> **Requirements**
Print the data exactly as it is given, please.

——

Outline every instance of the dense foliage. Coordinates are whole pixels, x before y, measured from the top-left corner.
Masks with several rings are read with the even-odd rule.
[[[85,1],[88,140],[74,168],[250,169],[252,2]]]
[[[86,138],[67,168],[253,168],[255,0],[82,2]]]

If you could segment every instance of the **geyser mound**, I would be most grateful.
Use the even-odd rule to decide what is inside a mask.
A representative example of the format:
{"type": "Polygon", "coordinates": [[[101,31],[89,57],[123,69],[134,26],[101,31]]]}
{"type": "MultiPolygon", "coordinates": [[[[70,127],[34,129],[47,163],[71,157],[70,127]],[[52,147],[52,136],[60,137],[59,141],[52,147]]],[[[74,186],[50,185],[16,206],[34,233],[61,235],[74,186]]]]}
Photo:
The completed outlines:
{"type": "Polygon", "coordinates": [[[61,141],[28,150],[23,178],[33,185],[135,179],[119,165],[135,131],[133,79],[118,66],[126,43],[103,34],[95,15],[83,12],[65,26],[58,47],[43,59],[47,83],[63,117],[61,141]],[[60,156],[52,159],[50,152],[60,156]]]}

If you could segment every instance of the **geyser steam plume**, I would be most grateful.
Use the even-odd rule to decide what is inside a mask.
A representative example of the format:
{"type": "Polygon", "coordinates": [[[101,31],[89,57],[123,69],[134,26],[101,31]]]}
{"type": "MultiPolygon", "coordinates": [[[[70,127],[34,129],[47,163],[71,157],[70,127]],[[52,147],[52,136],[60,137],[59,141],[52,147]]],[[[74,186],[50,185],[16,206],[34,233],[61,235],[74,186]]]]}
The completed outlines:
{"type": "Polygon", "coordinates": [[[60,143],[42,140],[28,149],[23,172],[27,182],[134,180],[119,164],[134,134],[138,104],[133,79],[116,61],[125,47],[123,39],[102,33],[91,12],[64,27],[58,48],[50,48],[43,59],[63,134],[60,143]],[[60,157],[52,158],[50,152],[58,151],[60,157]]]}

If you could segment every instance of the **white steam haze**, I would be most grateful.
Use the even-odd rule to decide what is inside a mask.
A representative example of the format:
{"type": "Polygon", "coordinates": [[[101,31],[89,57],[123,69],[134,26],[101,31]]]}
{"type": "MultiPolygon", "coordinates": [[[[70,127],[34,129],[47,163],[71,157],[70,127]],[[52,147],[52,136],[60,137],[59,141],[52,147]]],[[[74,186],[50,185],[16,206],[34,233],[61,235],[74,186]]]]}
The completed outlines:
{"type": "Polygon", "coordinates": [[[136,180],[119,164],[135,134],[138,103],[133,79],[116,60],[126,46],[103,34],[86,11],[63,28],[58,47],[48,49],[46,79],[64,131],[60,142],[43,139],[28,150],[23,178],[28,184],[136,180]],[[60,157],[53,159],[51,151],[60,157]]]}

——

> **Problem solution**
Outline every instance of the dense foliage. Coordinates are whole pixels, x before y, measured from the top-left corner.
Masks with several rings are read with the even-odd rule.
[[[85,1],[88,140],[74,168],[250,169],[252,2]]]
[[[86,138],[67,168],[253,168],[255,0],[82,2]]]

If you could segment every instance of the **geyser mound**, I would be most grateful.
Use the even-odd rule to decide what is inside a mask.
A representative example of the format:
{"type": "Polygon", "coordinates": [[[101,31],[89,57],[123,69],[134,26],[101,31]]]}
{"type": "MultiPolygon", "coordinates": [[[[70,127],[34,129],[47,163],[71,157],[70,127]],[[52,147],[52,136],[60,137],[59,141],[52,147]]],[[[74,186],[50,185],[16,206],[34,233],[61,235],[74,186]]]]}
Photo:
The completed outlines:
{"type": "Polygon", "coordinates": [[[61,141],[28,150],[23,178],[33,185],[135,179],[119,165],[135,131],[133,79],[118,66],[126,43],[103,34],[95,15],[83,12],[65,26],[58,47],[43,59],[47,83],[63,117],[61,141]],[[60,156],[52,159],[50,152],[60,156]]]}

If you could segment every instance of the **geyser steam plume**, I would be most grateful.
Use the even-odd rule to decide what is inside a mask.
A representative example of the format:
{"type": "Polygon", "coordinates": [[[101,31],[89,57],[123,69],[134,26],[101,31]]]}
{"type": "MultiPolygon", "coordinates": [[[[70,127],[34,129],[47,163],[71,157],[70,127]],[[52,147],[52,136],[60,137],[59,141],[52,147]]],[[[74,186],[50,185],[16,206],[34,233],[61,235],[74,186]]]]}
The completed outlines:
{"type": "Polygon", "coordinates": [[[60,143],[42,140],[28,149],[23,172],[27,182],[134,180],[119,164],[134,134],[138,104],[133,79],[116,61],[125,47],[123,39],[102,33],[91,12],[64,27],[58,48],[50,48],[43,59],[63,134],[60,143]],[[60,157],[52,158],[50,152],[58,151],[60,157]]]}

If you could segment every instance of the **white steam haze**, I would be most grateful.
Use the even-odd rule to decide what is inside a mask.
A representative example of the format:
{"type": "Polygon", "coordinates": [[[101,31],[89,57],[123,69],[134,26],[101,31]]]}
{"type": "MultiPolygon", "coordinates": [[[[70,127],[34,129],[47,163],[71,157],[70,127]],[[52,147],[52,136],[60,137],[59,141],[52,147]]],[[[74,186],[50,185],[16,206],[34,233],[61,235],[74,186]]]]}
The completed outlines:
{"type": "Polygon", "coordinates": [[[136,180],[119,164],[135,134],[138,103],[133,79],[116,60],[126,46],[103,34],[86,11],[63,28],[58,47],[48,49],[46,79],[64,131],[60,142],[43,139],[28,150],[23,178],[28,184],[136,180]],[[60,157],[53,159],[51,151],[60,157]]]}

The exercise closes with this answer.